------ Texte fourni

Leila Seurat, « le cheval, une leçon de vie »

C’est une jeune fille décidée, tenace et combative, à la fois disciplinée et rebelle, qui a représenté le Liban au concours équestre Gucci Paris Masters du 30 novembre au 2 décembre, dans le cadre du prestigieux Salon du cheval. Auprès des soixante meilleurs cavaliers du monde et devant 50 000 spectateurs, Leila Seurat a été classée 6e dans l’épreuve contre la montre CSI.

Durant la remise des prix au Gucci Paris Masters.


Elle mène de front son doctorat à Sciences-Po Paris et une carrière équestre aux couleurs du Liban, qu’elle souhaite hisser au top niveau. À 28 ans, Leila Seurat gère cette « double vie » avec toute l’énergie qu’il faut, une passion contrôlée et une concentration tant dans les mots que dans les gestes. Sa mère Marie, qui a guidé ses premiers pas dans la vie et dans cette discipline, la décrit en ces termes très justes : « Le parcours de ma fille est certes intéressant, d’autant plus que concourir à ce niveau-là et rédiger un doctorat sont antinomiques. Le premier, praticable en extérieur, nécessite d’avoir le torse droit, les épaules ouvertes et un regard mobile et tonique. L’autre impose des rideaux tirés, une tête penchée en avant et les yeux fixés sur un clavier d’ordinateur. »

------------

À réaliser:
A – Répondez aux questions suivantes d'après le texte fourni :
(i) Quel classement Leila Seurat a-t-elle obtenu dans l'épreuve contre la montre CSI ?
(ii) Dans quel établissement prépare-t-elle son doctorat ?
(iii) Quel âge a-t-elle ?
B – Relevez tous les adjectifs qui qualifient la jeune fille dans la première phrase du texte fourni.

------ Entrées fournies

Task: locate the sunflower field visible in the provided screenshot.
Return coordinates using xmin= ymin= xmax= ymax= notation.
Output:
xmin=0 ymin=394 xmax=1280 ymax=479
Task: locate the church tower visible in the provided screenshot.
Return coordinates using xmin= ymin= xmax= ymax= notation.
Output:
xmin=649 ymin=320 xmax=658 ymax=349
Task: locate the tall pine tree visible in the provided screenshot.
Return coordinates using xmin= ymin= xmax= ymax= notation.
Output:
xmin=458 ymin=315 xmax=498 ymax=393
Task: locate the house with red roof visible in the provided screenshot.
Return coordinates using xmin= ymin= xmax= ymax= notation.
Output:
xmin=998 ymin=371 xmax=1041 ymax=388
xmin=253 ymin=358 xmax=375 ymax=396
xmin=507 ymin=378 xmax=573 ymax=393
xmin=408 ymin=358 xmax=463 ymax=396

------------
------ Entrées fournies

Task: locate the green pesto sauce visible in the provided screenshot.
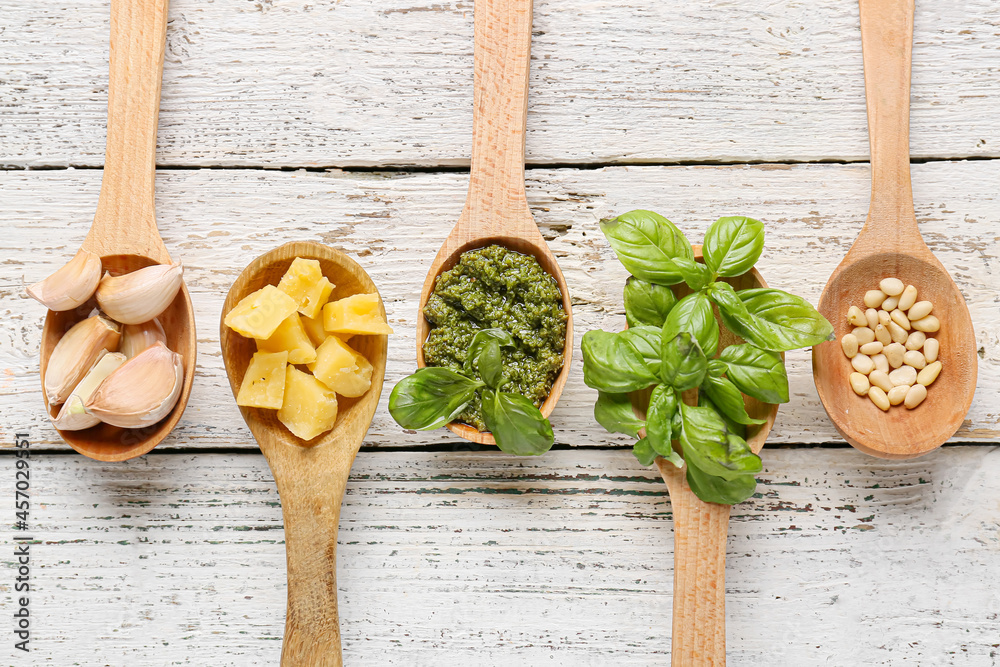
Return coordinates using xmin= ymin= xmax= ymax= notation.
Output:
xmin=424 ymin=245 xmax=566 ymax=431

------------

Corrigés proposés:
A –
(i) Elle a été classée 6e.
(ii) Elle le prépare à Sciences-Po Paris.
(iii) Elle a 28 ans.

B – décidée, tenace, combative, disciplinée, rebelle